(Object location annotation data)
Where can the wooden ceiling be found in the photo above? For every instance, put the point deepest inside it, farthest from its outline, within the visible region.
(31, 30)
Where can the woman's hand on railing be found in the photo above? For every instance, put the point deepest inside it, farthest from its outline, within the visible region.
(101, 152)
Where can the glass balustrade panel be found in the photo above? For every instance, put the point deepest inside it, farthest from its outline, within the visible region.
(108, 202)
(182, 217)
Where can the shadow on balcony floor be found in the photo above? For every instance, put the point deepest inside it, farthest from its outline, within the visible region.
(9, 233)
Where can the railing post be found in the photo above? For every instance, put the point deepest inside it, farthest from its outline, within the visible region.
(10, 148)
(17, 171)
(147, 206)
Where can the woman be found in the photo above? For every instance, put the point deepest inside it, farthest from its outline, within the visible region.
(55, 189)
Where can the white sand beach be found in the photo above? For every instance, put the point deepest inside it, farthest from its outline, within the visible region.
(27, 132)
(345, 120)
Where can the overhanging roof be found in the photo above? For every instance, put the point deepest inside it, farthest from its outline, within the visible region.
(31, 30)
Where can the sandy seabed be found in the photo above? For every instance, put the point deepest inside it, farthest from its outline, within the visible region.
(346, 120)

Task requirements: Please format every line of the listing above as a numbered list, leaving out blank lines.

The result:
1. Where can the wooden ceiling be found in the photo above? For every instance, put the point deepest inside it, farthest from its outline, within the visible region.
2. (31, 30)
3. Where can the woman's hand on railing be found in the photo above? For every instance, put the point deepest inside it, farthest from its outline, within the visible region.
4. (101, 152)
5. Where can the glass balustrade panel be found in the photo above? For every instance, put the point deepest inside it, farthest from its outline, within the visible region.
6. (108, 202)
7. (182, 217)
8. Where can the shadow on balcony floor be found in the photo above? For every instance, put the point deepest inside it, farthest from its outline, within the visible region.
9. (9, 233)
10. Where can the railing post be found in the photo above? For every instance, put the point deepest inside it, farthest from its outline, within the visible region.
11. (10, 148)
12. (17, 171)
13. (147, 206)
14. Where can the woman be found in the photo above? For every instance, put the point deepest inside it, farthest from its outline, within the visible region.
15. (55, 189)
16. Where can the white sand beach be found in the photo above? For every instance, put the point deepest inside it, farthest from its outline, within the visible region.
17. (27, 132)
18. (345, 120)
19. Where can the overhanging roof be found in the photo above? For every instance, put the point deepest inside it, farthest from its outline, within the visible region.
20. (31, 30)
21. Where can the sandy seabed be found in the photo above? For every instance, put the point deepest inside it, farthest from its outline, within the visible region.
22. (346, 120)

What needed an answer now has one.